EXERCICES À RÉALISER -
[1] Dans le texte sur l'exploration sous-marine, recopiez fidèlement le passage qui commence à « Ces publications s’appuient » et se termine à « la même année). ».
[2] D'après le texte sur l'exploration sous-marine, quelle récompense Le Monde du silence a-t-il obtenue au festival de Cannes en 1956 ?

TEXTE PRÉSENTÉ -
________________________________________

Dans les années 1950, l’afflux de publications consacrées à une exploration sous-marine en plein renouveau, grâce à des innovations comme le scaphandre et le bathyscaphe, a donné naissance à un riche imaginaire.
Dans les années 1950, l’afflux de publications consacrées à une exploration sous-marine en plein renouveau, grâce à des innovations comme le scaphandre et le bathyscaphe, a donné naissance à un riche imaginaire.
Myriam Marcil-Bergeron s’est livrée à une analyse rigoureuse et érudite d’un corpus hybride où les ouvrages de vulgarisation scientifique le disputent aux films d’aventure et où le récit à caractère technique côtoie la littérature destinée à la jeunesse. Sont ainsi convoqués, entre autres, les ouvrages de Jacques-Yves Cousteau, Le Monde du silence (1953), de Philippe Diolé, L’Aventure sous-marine (1951), de Théodore Monod, Bathyfolages. Plongées profondes (1954), d’Auguste Piccard, Au fond des mers en bathyscaphe (1954) [1], ou bien encore de Jacques Piccard, Profondeur 11 000 mètres. L’histoire du bathyscaphe Trieste, paru en 1961.
Ces publications s’appuient souvent sur une production cinématographique. Activité balbutiante dans un premier temps [2] ; majestueuse et imposante ensuite, avec Le Monde du silence de Cousteau et du cinéaste Louis Malle (Palme d’or au festival de Cannes en 1956, Oscar du meilleur documentaire à Hollywood en 1957, prix du Syndicat des critiques de films français la même année).

________________________________________

DONNÉES À EXAMINER -
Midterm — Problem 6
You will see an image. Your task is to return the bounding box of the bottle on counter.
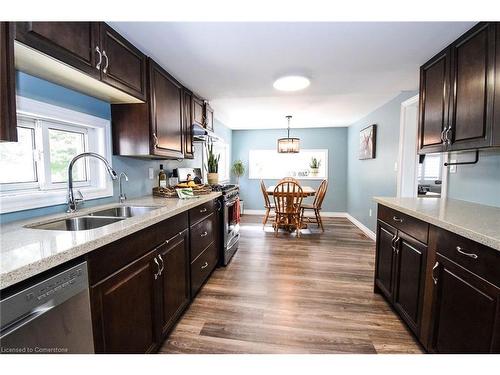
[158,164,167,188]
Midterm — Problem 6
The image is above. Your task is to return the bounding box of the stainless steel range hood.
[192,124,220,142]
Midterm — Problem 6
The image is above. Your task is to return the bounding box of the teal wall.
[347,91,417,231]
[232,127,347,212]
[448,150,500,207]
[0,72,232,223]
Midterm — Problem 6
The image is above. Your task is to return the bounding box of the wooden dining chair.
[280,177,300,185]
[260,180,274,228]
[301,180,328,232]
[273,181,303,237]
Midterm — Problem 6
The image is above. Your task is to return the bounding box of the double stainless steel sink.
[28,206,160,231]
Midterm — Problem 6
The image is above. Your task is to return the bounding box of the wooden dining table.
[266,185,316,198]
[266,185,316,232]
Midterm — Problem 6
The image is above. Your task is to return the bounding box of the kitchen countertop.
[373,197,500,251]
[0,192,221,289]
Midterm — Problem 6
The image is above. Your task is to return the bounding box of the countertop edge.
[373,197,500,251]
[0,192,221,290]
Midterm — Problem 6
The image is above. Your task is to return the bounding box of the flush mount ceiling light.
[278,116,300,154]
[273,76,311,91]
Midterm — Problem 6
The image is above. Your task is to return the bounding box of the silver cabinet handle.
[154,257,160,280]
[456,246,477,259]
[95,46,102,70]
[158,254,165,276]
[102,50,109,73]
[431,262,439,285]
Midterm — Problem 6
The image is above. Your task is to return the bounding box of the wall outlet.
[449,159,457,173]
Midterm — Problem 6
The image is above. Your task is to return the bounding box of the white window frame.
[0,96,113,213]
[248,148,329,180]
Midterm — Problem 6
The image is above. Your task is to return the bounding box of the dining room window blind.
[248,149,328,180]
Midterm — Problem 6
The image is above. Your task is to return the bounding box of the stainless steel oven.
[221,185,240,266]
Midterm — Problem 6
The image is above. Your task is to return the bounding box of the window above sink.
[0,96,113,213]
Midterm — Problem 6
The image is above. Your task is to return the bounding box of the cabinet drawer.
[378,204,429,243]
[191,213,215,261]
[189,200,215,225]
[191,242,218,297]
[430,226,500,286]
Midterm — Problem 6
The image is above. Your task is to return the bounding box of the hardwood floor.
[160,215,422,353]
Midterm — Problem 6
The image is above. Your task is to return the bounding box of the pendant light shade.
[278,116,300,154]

________________________________________

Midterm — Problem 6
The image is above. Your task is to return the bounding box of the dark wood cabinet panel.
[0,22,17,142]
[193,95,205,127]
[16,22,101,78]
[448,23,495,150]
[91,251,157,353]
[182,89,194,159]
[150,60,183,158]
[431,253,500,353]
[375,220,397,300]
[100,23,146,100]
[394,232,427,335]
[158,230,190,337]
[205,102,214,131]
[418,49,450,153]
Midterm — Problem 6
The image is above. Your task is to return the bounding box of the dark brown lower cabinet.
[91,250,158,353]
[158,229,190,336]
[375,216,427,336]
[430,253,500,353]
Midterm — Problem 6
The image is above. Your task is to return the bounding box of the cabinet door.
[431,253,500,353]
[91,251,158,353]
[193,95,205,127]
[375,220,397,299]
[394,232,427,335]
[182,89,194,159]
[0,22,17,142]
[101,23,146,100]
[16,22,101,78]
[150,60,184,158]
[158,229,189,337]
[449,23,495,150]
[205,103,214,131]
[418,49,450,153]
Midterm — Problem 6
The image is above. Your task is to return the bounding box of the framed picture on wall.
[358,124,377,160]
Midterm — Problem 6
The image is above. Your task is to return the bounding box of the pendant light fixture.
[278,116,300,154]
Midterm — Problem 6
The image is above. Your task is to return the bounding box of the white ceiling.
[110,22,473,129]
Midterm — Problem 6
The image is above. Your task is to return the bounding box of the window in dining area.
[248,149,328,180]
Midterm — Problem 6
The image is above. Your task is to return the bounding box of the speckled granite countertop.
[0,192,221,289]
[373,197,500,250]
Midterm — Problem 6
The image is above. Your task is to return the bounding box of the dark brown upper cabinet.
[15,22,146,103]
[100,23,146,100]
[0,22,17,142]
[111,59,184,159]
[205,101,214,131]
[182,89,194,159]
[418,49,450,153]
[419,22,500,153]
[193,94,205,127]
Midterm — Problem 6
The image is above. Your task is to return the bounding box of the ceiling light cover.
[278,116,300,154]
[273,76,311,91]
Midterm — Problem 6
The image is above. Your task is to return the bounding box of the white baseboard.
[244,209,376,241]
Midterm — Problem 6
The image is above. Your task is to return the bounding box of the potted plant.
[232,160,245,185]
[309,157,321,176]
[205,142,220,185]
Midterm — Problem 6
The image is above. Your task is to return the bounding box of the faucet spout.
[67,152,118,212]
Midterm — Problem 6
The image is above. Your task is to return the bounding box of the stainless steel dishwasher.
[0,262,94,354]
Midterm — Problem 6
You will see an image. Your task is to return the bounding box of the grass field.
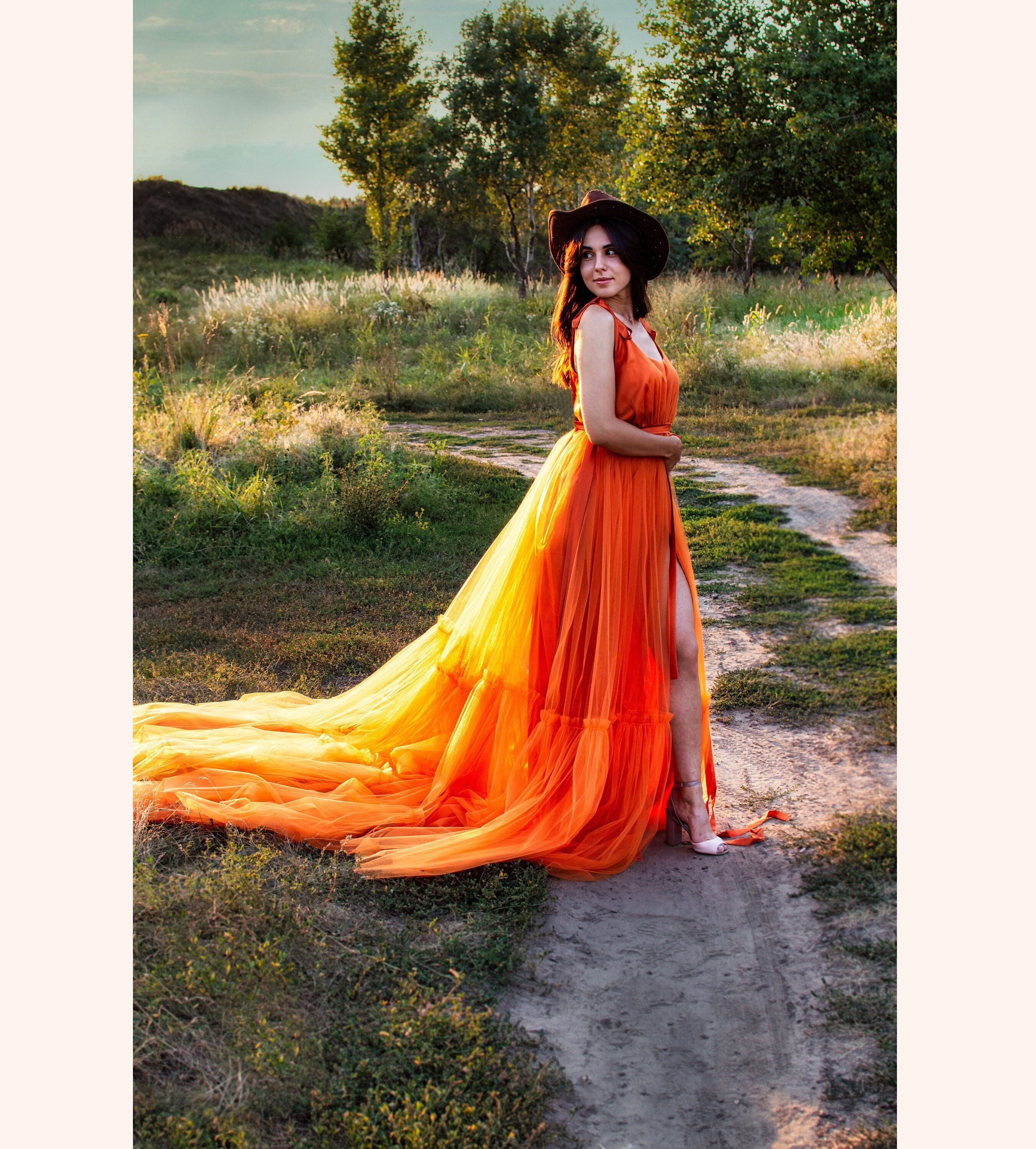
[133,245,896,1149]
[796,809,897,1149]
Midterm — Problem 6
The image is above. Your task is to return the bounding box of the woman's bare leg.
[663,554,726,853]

________________________________________

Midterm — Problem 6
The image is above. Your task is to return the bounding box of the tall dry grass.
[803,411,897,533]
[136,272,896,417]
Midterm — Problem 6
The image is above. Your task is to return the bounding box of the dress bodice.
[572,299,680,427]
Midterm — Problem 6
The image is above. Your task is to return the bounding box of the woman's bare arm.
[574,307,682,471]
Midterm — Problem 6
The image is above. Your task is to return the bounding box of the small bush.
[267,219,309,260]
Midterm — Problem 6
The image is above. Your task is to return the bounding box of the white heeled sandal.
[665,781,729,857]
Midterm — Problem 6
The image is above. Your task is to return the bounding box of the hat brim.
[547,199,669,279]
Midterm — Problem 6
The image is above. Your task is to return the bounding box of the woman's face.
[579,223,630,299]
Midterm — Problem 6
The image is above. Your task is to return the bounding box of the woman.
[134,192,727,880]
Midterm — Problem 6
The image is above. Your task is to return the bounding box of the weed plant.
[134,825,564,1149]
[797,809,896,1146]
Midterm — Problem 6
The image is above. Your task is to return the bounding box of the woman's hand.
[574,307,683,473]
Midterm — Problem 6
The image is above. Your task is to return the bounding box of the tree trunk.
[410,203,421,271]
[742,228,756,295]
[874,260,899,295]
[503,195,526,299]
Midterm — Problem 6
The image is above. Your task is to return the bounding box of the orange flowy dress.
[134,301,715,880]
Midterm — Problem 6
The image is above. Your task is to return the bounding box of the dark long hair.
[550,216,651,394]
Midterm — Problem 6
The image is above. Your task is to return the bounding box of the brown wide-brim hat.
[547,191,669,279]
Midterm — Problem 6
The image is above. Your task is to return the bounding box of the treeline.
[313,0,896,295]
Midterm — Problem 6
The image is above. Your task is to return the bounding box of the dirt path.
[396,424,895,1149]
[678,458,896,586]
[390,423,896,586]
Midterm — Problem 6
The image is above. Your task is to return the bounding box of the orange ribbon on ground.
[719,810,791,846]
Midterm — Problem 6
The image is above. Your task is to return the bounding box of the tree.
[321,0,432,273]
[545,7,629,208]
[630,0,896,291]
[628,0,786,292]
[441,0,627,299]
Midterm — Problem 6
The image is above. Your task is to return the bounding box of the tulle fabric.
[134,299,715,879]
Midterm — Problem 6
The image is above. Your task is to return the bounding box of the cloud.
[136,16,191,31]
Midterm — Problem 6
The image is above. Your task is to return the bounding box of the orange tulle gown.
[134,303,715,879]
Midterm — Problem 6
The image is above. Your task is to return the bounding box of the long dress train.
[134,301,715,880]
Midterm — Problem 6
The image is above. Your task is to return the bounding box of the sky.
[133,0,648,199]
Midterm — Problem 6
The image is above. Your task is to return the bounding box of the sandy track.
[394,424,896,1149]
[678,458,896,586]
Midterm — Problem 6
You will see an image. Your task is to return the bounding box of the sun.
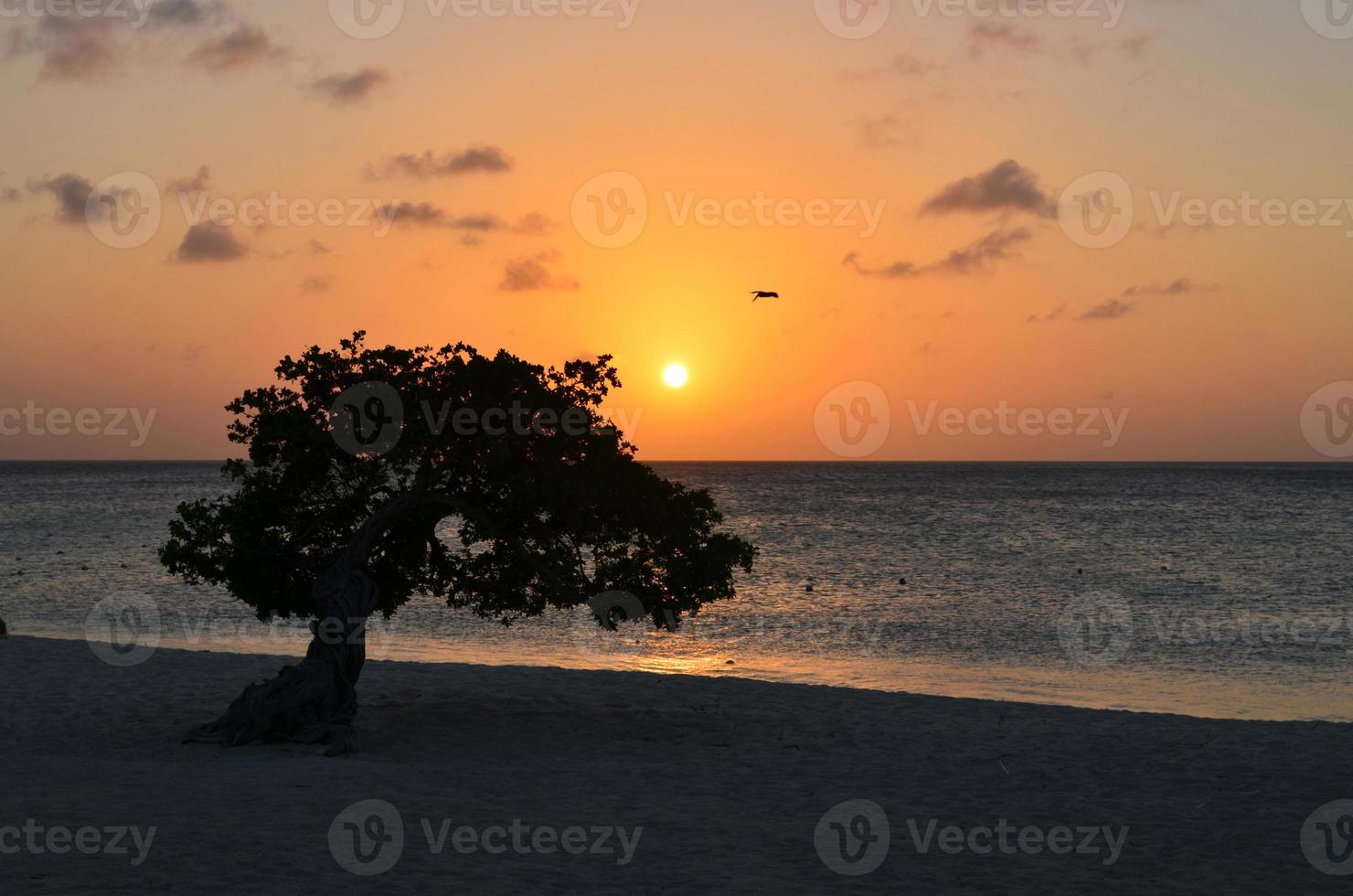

________________________________________

RÉPONSES AUX ACTIVITÉS -
[1]
Ces publications s’appuient souvent sur une production cinématographique. Activité balbutiante dans un premier temps [2] ; majestueuse et imposante ensuite, avec Le Monde du silence de Cousteau et du cinéaste Louis Malle (Palme d’or au festival de Cannes en 1956, Oscar du meilleur documentaire à Hollywood en 1957, prix du Syndicat des critiques de films français la même année).

[2] La Palme d'or.